I'd love to be able to recognise the creator of this graph, but its popped up so many places I'm not sure who's work is actually is. Still, we can all see from the graph quite clearly that the more chocolate each person in a country consumes, the more Nobel Prizes that country has received over the years.
More importantly, how well these two items are related can be measured relatively easily, using something called correlation. The wonderful person who created this graph has in fact also measured the correlation between chocal consumption and Nobel Prizes being awarded, and you can see it in the top left corner of the graph, where it says r=0.791.
Now, there are a large number of ways in which correlation can be calculated, depending on what sort of data you have, but what they all measure fundamentally is how close your data is to a straight line. If all your points are on a straight line, your correlation or r will be equal to 1. If all points are spread out randomly, it will be zero (if the line is pointing downwards, the r value will actually be negative, but r=-1 is as good as r=+1). A value of r=0.791 is pretty reasonable - the two variables are said to be higly correlated.
_ _ _
Required tasks -
A: In the text on chocolate and Nobel Prizes, can you repeat the passage that begins at the words "More importantly, how" and stops after "be higly correlated.", with "straight line" replaced by "perfect line"?
B: Can you continue the text on chocolate and Nobel Prizes from its final sentence?

(Entries from a dataset)
_ _ _
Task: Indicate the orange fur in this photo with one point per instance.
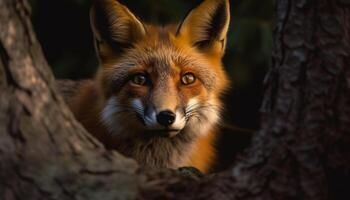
(119, 112)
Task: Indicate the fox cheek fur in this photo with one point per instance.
(152, 80)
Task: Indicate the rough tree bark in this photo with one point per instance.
(301, 152)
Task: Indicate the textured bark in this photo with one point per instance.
(301, 152)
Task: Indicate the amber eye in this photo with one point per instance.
(139, 79)
(188, 78)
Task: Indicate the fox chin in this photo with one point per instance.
(156, 95)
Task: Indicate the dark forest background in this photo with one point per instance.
(63, 29)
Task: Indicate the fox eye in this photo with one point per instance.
(139, 79)
(188, 78)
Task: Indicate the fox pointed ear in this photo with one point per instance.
(114, 26)
(206, 26)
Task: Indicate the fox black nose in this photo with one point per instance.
(166, 118)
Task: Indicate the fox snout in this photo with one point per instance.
(164, 119)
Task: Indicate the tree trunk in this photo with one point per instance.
(301, 152)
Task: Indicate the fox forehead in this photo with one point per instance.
(165, 59)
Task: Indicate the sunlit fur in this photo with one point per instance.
(122, 115)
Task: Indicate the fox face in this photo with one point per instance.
(160, 86)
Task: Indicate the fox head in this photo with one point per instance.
(163, 81)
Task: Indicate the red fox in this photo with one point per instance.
(156, 95)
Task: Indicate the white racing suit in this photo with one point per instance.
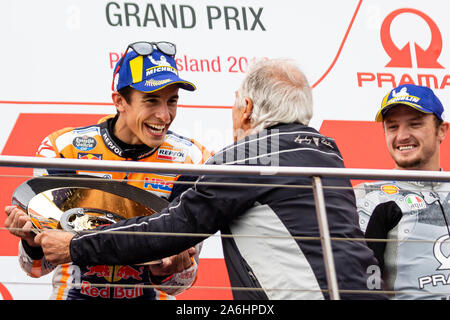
_ _ _
Responses to the tasks -
A:
More importantly, how well these two items are related can be measured relatively easily, using something called correlation. The wonderful person who created this graph has in fact also measured the correlation between chocal consumption and Nobel Prizes being awarded, and you can see it in the top left corner of the graph, where it says r=0.791.
Now, there are a large number of ways in which correlation can be calculated, depending on what sort of data you have, but what they all measure fundamentally is how close your data is to a perfect line. If all your points are on a perfect line, your correlation or r will be equal to 1. If all points are spread out randomly, it will be zero (if the line is pointing downwards, the r value will actually be negative, but r=-1 is as good as r=+1). A value of r=0.791 is pretty reasonable - the two variables are said to be higly correlated.

B:
Now, in no way does this imply causality. A country could not improve its chances of receiving a Nobel Prize by handing out copious amounts of free chocolate to its school kids or population at large, and expect to start receiving Nobel Prizes left, right and centre. The set of data above could, in fact, be random. Or, there could be some other, underlying, relationship. Perhaps people who receive Nobel Prizes tend to come from welathy countries, countries where people can afford to eat chocolate at will. Sometimes looking at the outliers can tell you something as useful as looking at the data points in the trend itself. In this case, what's going wrong in Germany??? All that chocolate eating, and yet its substandard when it comes to Nobel Prizes?? Sweden does alright though, plenty of Nobel Prizes, without all the investment in sweets.
All this thinking about correlation brought to mind a graph that floated around the twitterverse earlier this year, purporting to prove that forcing an economy like Greece to reform and consolidate quickly (ie austerity measures) will only result in a worse result at the end of the day. Here it is below, again unattributed (but happy to correct if the author lets me know)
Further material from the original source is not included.